С большим удовольствием мы эту историю рассказали не кому- нибудь, а родственнице этого спаниеля, а именно Светлане Аллилуевой, которая тоже пришла работать в Институт мировой литературы. И попала она в сектор советской литературы, то есть в сектор Синявского.

Начались невероятные неудобства для всех. О чём бы ни говорили, так или иначе выходили на страшные годы, на чьи-нибудь аресты, на что-то такое, что так или иначе должно было задевать Светланиного папеньку. Синявский, которого иногда одолевала мания величия, говорил: «Вы просто не умеете вести разговоры. Я уверен, что у меня никогда никаких напрягов со Светланой не будет». И вот Светлана первый раз в нашем доме. А у нас были две серебряные ложки с именами. Одна называлась ложка «пушкинская», потому что на ней была выгравирована дата «1837-й год», год гибели Пушкина. А другая называлась ложка «лермонтовская», потому что была она 1841-го, года его дуэли. Я говорю как радушная хозяйка: «А Светлане мы дадим «пушкинскую» ложку». Светлана, как и ожидалось, спрашивает: «А почему «пушкинскую»?» И не успела я ей ответить, как Синявский открыл варежку и произнёс: «Потому что эта ложка 37-го года». И воцарилось молчание. Синявский решил исправить ситуацию. Сказал с ударением, с нажимом: 1837-го года. И вот тут-то 1937-й просто встал за его спиной, прямо-таки полная ложка была 37-го года.
_ _ _ _ _
### [Задание A]
Изложите содержание учебного текста в двух предложениях.
### [Задание B]
Повторите без изменений фрагмент учебного текста, начиная со слов «С большим удовольствием» и заканчивая словами «в сектор Синявского.».

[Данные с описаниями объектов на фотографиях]
_ _ _ _ _
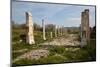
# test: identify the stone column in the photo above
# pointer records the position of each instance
(85, 29)
(55, 31)
(58, 30)
(43, 25)
(51, 35)
(29, 29)
(87, 25)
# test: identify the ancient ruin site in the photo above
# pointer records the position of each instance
(40, 36)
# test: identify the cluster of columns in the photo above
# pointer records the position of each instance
(85, 29)
(30, 30)
(58, 31)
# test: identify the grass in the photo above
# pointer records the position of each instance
(87, 53)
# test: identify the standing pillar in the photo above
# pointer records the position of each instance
(51, 35)
(55, 31)
(43, 25)
(87, 25)
(29, 29)
(85, 30)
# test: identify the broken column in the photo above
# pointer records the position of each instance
(29, 29)
(43, 25)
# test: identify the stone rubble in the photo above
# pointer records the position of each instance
(33, 54)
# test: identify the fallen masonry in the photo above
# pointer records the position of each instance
(33, 54)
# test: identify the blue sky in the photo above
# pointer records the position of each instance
(66, 15)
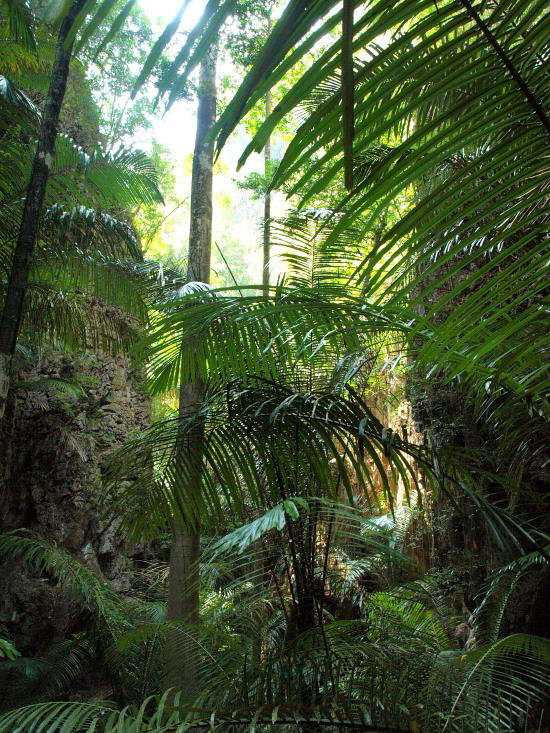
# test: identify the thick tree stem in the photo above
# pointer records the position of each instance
(267, 204)
(10, 321)
(183, 588)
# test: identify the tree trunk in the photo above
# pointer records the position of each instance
(10, 321)
(183, 587)
(267, 204)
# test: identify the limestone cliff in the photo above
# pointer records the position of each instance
(58, 443)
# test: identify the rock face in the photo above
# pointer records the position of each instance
(58, 445)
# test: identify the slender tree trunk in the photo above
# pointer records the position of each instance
(183, 588)
(267, 204)
(10, 321)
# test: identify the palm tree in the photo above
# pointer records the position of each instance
(70, 20)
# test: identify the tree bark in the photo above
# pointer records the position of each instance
(10, 320)
(183, 587)
(267, 204)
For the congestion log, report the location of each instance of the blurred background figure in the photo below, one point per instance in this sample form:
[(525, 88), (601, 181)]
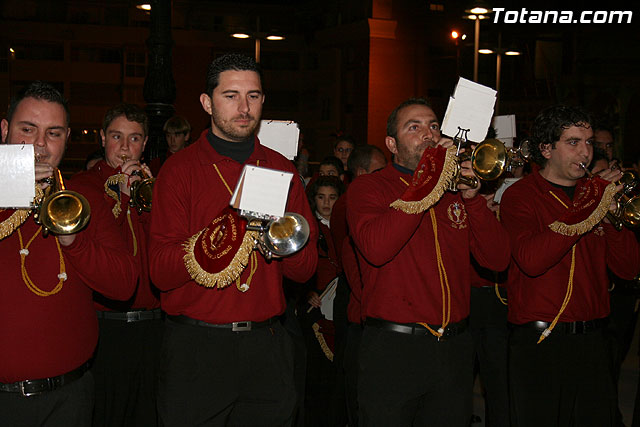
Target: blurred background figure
[(177, 132)]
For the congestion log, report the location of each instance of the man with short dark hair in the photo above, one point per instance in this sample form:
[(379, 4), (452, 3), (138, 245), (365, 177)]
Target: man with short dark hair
[(130, 332), (416, 353), (49, 327), (226, 359), (559, 366)]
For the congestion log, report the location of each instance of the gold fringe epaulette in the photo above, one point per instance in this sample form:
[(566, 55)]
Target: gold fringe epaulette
[(449, 170), (116, 179), (230, 273), (323, 344), (9, 225), (592, 220)]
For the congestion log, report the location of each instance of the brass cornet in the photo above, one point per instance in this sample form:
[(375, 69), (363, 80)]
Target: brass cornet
[(141, 192), (489, 160), (281, 237), (61, 211), (627, 200)]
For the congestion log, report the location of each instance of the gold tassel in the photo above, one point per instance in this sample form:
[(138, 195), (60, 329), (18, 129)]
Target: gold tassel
[(323, 344), (594, 218), (448, 172), (116, 179), (226, 276)]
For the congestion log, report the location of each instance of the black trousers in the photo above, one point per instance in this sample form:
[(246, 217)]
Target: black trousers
[(488, 326), (410, 380), (68, 406), (564, 381), (354, 337), (216, 377), (125, 372)]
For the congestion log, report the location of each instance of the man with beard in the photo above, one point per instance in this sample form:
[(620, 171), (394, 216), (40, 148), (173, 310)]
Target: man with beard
[(49, 327), (226, 359), (416, 355)]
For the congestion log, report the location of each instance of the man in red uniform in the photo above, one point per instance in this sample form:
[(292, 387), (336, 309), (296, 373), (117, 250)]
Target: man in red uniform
[(125, 379), (559, 367), (49, 327), (226, 359), (416, 353)]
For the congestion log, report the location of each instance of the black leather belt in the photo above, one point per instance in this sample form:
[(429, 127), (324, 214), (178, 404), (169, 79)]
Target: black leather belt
[(582, 327), (451, 330), (130, 316), (233, 326), (34, 387)]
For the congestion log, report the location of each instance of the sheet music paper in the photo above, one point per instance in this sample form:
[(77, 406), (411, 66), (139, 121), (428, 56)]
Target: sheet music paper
[(505, 127), (281, 136), (262, 192), (17, 175), (470, 107)]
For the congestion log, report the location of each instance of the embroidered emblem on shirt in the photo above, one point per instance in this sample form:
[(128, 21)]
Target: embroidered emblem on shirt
[(458, 215)]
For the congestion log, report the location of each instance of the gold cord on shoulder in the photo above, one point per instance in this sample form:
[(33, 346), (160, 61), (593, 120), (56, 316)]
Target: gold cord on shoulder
[(24, 251)]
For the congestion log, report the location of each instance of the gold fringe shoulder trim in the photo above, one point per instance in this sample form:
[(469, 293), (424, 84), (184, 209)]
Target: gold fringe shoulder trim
[(323, 344), (592, 220), (449, 170), (116, 179), (9, 225), (227, 275)]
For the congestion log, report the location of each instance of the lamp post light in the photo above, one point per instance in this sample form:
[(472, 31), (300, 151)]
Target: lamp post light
[(476, 13), (258, 37)]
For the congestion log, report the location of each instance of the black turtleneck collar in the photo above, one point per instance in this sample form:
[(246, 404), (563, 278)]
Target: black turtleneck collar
[(402, 169), (238, 151)]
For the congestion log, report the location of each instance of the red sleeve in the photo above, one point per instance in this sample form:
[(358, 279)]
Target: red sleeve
[(534, 251), (99, 253), (489, 241), (378, 231)]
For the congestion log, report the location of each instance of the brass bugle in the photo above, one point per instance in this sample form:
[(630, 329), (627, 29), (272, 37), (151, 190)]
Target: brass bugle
[(61, 211), (627, 212), (490, 159), (281, 237)]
_ _ _ _ _
### [Результат A]
Когда Светлана Аллилуева пришла работать в сектор Синявского в Институте мировой литературы, разговоры так или иначе выходили на страшные годы и задевали её отца, хотя Синявский был уверен, что у него со Светланой напрягов не будет. В её первый визит Синявский объяснил, почему ей дают «пушкинскую» ложку, словами «эта ложка 37-го года», и после наступившего молчания его уточнение «1837-го года» ситуацию не исправило.

### [Результат B]
С большим удовольствием мы эту историю рассказали не кому- нибудь, а родственнице этого спаниеля, а именно Светлане Аллилуевой, которая тоже пришла работать в Институт мировой литературы. И попала она в сектор советской литературы, то есть в сектор Синявского.